> [REQUIREMENTS]:
1) Please rewrite the MagicBrush evaluation issue starting with "Would you ignore" and going on through "mention single turn.", with "evaluation script" changed to "scoring script".
2) Pick up the MagicBrush evaluation issue after its last sentence and write what comes next.

OSU-NLP-Group/MagicBrush

Reproduce Evaluation Results (Table 2)

BennoKrojer opened this issue · 6 comments

Hi!

I am currently reproducing your evaluation and have a question about Table 2 "single turn" setting.
Does single turn mean you only evaluate the first turn or does it mean you evaluate all turns but with ground truth input?

Example:
[
{
"input": "242679-input.png",
"mask": "242679-mask1.png",
"output": "242679-output1.png",
"instruction": "Put a cat on the seat."
},
{
"input": "368667-input.png",
"mask": "368667-mask1.png",
"output": "368667-output1.png",
"instruction": "Have there be a stream running through the field"
},
{
"input": "368667-output1.png",
"mask": "368667-mask2.png",
"output": "368667-output2.png",
"instruction": "Add a giraffe in the field"
},

Would you ignore the last entry in your evaluation?

When I run the evaluation script, it says:
Final turn CLIP-I: 0.910077734751122
All turn CLIP-I: 0.9074493353409872

But it doesn't mention single turn.

Do you have the exact script that would lead to the single turn numbers of the MagicBrush model?

Thanks a lot,
Benno

Since I don't care about the "iter_" setting, I only generated the "inde_" examples and ran your script on these, expecting to somewhere see the numbers from the paper in the output metrics but they were off by a little.

> [RAW DATA]:
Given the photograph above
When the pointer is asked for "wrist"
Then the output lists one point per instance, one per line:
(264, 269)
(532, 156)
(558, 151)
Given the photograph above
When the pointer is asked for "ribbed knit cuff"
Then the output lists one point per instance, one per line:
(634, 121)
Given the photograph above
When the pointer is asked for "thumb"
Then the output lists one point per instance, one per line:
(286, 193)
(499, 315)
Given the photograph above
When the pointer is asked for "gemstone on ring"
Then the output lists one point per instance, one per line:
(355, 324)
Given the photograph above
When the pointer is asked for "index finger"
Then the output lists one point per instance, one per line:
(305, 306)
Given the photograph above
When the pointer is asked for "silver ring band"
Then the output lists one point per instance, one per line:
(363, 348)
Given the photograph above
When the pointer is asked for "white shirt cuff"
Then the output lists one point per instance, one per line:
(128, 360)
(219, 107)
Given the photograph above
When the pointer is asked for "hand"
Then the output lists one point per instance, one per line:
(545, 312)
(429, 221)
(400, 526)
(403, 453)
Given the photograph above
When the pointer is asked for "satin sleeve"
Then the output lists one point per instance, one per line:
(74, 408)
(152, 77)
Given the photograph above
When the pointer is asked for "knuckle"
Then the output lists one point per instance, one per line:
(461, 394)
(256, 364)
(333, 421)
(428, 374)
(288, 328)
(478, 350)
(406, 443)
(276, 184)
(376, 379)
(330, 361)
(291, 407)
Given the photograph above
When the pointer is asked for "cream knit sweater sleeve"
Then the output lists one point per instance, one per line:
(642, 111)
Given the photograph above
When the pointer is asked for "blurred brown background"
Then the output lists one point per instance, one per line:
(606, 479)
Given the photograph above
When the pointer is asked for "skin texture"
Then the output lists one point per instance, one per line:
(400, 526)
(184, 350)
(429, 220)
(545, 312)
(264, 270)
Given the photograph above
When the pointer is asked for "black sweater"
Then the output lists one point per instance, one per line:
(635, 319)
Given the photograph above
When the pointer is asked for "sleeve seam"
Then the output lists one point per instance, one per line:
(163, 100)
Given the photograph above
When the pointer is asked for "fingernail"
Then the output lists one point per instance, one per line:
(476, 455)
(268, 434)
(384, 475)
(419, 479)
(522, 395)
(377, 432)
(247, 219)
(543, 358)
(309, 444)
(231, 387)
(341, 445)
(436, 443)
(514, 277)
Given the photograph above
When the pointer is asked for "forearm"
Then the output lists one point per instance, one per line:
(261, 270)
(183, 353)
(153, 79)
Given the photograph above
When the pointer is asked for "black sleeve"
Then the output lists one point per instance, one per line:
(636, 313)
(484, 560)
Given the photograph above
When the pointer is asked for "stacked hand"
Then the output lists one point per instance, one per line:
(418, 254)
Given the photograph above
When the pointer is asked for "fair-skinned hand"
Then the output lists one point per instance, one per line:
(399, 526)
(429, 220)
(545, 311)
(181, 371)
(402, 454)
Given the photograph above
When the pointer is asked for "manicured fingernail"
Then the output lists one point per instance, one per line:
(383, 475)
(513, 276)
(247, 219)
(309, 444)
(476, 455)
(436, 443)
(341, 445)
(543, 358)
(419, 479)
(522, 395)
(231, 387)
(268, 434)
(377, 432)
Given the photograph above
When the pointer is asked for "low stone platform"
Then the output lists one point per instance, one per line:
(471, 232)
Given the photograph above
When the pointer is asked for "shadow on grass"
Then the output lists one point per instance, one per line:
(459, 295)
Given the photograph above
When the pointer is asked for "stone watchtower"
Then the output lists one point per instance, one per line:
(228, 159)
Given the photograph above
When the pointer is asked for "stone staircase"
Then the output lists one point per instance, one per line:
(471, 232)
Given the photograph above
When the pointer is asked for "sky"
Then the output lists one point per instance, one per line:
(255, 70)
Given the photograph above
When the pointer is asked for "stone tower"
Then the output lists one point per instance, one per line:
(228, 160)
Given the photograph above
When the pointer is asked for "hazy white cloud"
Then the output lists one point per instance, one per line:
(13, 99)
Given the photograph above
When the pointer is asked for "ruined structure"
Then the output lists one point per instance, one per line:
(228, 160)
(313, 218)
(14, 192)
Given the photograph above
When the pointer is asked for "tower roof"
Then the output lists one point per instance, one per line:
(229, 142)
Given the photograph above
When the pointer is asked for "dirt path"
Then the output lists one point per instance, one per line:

> [ANSWER LIST]:
1)
Would you ignore the last entry in your evaluation?

When I run the scoring script, it says:
Final turn CLIP-I: 0.910077734751122
All turn CLIP-I: 0.9074493353409872

But it doesn't mention single turn.

2)
Hi, thanks for your question.

Does single turn mean you only evaluate the first turn or does it mean you evaluate all turns but with ground truth input?

-> all turns bu with ground truh input.

Do you have the exact script that would lead to the single turn numbers of the MagicBrush model?

-> In eval_script, we have the single turn numbers.

But it doesn't mention single turn.
-> All turn CLIP-I actually means all the single turns with ground truth input. Sorry about the mismatch :)
Usually, you would expect the numbers of all turns (single turn) be higher than the final turn (multi turn).

Thank you! That should work

@drogozhang Could you share the generative images from other methods (open-edit, vegan-clip, and so on) in Table 2? We want to calculate the clip direction loss. Or would you mind adding clip direction loss to Table 2? Thx a lot.

The EmuEdit authors also use the MagicBrush Test Set in their Table 2. However, their score is very different from yours. For example, InstructPix2Pix has a Dino score of 0.767 on their paper, whereas its score is 0.6463 on your paper. Could you tell me why this happens? Thx a lot.

Hi, I didn't save these images, I think you can generate them with the provided checkpoint.

For EmuEdit, I don't know too much details but I guess they re-train the models with our data with better training hyper-parameters. OR they use SDXL-InstructPix2Pix.

get it. thx a lot.